▶ _Text provided_:
* start *

Page 1 of 1

String in unicode

Posted: Wed Nov 15, 2023 1:51 pm
by Natter
Hi,

There is a string in unicode. The length of Latin characters is 1 byte, the length of characters of other code pages is 2 bytes.
How to get an array of characters of this string ?

Re: String in unicode

Posted: Thu Nov 16, 2023 5:53 am
by Antonio Linares
Dear Yuri,

Please try:

? WideToStr( cUnicode )

Re: String in unicode

Posted: Thu Nov 16, 2023 6:23 am
by nageswaragunupudi
This is a UTF8 encoded string.
You can use HB_UTF8LEN( cString ) to find the number of characters (not bytes) and HB_UTF8SUBSTR( cString, n, 1 ) to get the nth character (not byte)

Example:
Let us take a sample string in Hex: "41C39CC49EE0B095".
This is displayed as : AÜĞక

Code: Select all | Expand

#include "fivewin.ch"

function Main()

   local cString := HEXTOSTR( "41C39CC49EE0B095" )
   local nChars, n
   local aChars := {}

   ? cString // --> AÜĞక
   ? "Length in Bytes : ", Len( cString ) // --> 8
   ? "Length in Chars : ", nChars := HB_UTF8LEN( cString ) --> 4 
   for n := 1 to nChars
      aAdd( aChars, HB_UTF8SUBSTR( cString, n, 1 ) )
   next

   XBROWSER aChars // { "A", "Ü", "Ğ", "క" }

   AEval( aChars, { |c,i| aChars[ i ] := { c, STRTOHEX( c ), Len( c ) } } )
   XBROWSER aChars SETUP oBrw:cHeaders := { "CHAR","HEX","BYTES" }

return nil
Image

Re: String in unicode

Posted: Thu Nov 16, 2023 7:00 am
by Natter
Thank you, I will definitely use it!

Re: String in unicode

Posted: Fri Nov 17, 2023 8:01 am
by frose
For me, these two sources are helpful regarding UTF8:

1. 3.5 Codepage API - UTF8 and code page functions built into Harbour: http://www.kresin.ru/en/hrbfaq_3.html#Doc5

2. Unicode conversion functions for Harbour. http://www.hmgextended.com/files/CONTRI ... onvert.prg unfortunately no longer online :(

Maybe someone can help 8) :wink:

Re: String in unicode

Posted: Fri Nov 17, 2023 9:00 am
by Antonio Linares

Re: String in unicode

Posted: Fri Nov 17, 2023 9:53 am
by frose
muchas gracias Antonio 8)

* end *

▶ _Coordinate annotation records_:
* start *

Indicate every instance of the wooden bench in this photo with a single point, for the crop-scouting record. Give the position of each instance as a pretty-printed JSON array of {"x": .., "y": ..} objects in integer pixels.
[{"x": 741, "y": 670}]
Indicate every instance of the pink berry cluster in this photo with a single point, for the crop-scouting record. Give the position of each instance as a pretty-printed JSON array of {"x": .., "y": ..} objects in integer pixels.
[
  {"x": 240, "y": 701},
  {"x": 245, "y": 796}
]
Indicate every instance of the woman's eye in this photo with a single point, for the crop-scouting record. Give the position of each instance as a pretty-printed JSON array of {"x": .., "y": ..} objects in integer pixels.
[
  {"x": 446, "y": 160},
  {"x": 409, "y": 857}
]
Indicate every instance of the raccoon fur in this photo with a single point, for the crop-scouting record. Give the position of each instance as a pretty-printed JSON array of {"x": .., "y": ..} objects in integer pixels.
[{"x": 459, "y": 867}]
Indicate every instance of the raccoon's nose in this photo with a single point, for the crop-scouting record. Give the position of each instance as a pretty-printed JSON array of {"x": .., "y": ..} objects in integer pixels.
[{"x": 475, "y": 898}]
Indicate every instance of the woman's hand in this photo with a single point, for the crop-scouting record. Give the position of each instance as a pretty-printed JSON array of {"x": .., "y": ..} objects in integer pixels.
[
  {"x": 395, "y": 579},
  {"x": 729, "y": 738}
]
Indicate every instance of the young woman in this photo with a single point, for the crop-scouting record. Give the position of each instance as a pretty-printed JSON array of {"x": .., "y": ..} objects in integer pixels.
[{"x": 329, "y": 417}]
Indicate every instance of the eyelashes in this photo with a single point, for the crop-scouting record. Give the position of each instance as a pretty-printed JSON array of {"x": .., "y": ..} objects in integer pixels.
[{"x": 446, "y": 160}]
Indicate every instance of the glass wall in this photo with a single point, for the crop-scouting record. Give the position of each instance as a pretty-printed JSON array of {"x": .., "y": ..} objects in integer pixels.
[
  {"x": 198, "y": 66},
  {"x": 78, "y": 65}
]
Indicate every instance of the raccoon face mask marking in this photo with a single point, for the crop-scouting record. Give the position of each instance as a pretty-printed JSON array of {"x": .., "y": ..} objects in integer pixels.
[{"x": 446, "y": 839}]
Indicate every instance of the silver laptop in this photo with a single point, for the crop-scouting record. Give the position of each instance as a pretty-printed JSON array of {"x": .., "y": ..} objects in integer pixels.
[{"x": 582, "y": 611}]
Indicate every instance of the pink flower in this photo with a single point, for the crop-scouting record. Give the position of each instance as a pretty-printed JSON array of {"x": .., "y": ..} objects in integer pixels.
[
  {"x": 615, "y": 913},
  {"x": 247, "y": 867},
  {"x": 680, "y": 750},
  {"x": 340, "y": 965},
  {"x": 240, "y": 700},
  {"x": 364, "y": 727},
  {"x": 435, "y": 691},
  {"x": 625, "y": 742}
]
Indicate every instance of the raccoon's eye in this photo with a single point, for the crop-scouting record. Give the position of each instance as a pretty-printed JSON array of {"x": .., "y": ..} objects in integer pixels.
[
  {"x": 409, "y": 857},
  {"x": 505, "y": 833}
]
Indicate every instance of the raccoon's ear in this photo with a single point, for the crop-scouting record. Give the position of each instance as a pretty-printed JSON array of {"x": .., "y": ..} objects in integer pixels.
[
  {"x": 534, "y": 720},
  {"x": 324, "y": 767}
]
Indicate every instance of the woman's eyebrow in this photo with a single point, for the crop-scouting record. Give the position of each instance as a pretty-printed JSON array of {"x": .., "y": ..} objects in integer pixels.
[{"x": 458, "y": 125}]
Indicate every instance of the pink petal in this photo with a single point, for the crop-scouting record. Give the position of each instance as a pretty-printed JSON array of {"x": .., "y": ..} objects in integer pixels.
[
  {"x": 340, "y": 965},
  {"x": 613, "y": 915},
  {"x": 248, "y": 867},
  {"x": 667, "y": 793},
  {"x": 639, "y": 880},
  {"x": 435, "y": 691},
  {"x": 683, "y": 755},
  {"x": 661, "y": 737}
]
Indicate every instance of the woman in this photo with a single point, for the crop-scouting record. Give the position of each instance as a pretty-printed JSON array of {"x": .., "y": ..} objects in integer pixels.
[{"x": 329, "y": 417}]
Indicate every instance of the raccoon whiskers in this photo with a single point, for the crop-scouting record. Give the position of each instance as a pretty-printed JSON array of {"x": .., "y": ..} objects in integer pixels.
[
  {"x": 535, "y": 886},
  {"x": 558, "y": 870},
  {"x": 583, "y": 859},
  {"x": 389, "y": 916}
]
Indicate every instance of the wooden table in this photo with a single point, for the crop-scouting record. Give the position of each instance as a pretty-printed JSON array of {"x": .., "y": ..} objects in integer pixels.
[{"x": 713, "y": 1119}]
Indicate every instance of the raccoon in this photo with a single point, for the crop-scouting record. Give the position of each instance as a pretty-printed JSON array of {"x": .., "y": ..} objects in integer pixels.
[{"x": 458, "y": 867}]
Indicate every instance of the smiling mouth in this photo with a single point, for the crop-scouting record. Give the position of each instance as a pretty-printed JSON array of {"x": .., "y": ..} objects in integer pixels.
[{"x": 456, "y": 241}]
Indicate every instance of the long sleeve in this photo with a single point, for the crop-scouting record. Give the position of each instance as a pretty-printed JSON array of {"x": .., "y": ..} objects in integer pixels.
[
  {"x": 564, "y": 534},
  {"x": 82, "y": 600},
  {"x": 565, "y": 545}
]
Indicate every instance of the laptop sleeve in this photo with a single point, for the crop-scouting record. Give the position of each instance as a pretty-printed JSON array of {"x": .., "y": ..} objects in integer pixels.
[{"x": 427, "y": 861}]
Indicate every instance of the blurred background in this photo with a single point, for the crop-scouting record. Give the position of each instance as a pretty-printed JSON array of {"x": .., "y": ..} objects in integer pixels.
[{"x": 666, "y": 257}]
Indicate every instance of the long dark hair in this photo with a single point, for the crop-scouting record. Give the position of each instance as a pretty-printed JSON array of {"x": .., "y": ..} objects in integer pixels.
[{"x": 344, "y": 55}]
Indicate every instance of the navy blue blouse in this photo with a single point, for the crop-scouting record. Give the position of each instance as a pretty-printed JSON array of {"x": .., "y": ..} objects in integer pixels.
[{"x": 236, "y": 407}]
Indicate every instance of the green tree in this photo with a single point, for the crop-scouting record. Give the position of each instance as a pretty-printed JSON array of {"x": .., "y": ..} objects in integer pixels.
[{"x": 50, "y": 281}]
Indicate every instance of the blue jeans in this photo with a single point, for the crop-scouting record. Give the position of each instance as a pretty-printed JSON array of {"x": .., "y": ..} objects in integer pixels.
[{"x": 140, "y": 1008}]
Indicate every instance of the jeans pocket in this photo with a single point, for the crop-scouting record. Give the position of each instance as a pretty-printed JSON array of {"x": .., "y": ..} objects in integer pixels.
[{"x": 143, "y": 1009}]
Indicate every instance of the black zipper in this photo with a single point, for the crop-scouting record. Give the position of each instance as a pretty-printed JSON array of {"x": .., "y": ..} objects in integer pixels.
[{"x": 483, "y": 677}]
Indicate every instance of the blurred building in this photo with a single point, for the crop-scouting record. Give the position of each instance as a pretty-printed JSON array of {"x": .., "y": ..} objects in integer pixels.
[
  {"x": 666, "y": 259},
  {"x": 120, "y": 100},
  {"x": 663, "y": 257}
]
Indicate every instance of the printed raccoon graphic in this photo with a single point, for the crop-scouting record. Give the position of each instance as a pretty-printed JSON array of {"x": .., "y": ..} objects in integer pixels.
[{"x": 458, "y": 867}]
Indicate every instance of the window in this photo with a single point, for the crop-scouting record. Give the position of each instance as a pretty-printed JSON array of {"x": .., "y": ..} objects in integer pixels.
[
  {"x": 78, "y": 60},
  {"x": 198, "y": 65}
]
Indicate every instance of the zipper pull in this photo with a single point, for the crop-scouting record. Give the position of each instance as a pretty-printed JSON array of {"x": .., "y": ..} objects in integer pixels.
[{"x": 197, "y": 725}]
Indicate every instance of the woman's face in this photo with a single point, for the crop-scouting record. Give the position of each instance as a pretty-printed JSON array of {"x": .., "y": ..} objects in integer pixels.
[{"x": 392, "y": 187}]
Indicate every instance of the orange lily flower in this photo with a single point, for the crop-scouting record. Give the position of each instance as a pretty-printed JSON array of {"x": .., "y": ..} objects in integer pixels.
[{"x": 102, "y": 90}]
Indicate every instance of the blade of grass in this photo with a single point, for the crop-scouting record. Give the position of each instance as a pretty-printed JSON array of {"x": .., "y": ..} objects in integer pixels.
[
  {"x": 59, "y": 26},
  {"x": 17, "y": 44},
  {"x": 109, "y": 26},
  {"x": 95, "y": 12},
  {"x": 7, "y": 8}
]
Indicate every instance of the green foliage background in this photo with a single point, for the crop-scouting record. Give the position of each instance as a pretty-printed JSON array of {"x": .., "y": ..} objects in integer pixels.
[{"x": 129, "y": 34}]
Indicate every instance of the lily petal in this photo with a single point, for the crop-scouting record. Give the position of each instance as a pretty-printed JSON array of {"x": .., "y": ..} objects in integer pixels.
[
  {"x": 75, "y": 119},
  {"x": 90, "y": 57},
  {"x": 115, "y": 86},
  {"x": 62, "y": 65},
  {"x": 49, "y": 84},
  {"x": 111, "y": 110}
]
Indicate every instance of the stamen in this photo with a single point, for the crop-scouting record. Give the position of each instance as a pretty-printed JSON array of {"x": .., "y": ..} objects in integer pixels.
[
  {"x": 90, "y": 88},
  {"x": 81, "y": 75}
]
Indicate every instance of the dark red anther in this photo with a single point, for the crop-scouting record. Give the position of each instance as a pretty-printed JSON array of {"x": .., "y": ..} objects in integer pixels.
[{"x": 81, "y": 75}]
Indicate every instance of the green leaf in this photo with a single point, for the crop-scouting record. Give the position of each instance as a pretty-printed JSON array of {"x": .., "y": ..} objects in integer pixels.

* end *

▶ _What this exercise asks_:
**A)** Reproduce the forum thread word for word from "There is a string" to "WideToStr( cUnicode )".
**B)** In the forum thread, which function is given for finding the number of characters, not bytes, in a UTF8 string?

▶ _Solutions_:
**A)**
There is a string in unicode. The length of Latin characters is 1 byte, the length of characters of other code pages is 2 bytes.
How to get an array of characters of this string ?

Re: String in unicode

Posted: Thu Nov 16, 2023 5:53 am
by Antonio Linares
Dear Yuri,

Please try:

? WideToStr( cUnicode )

**B)** HB_UTF8LEN( cString )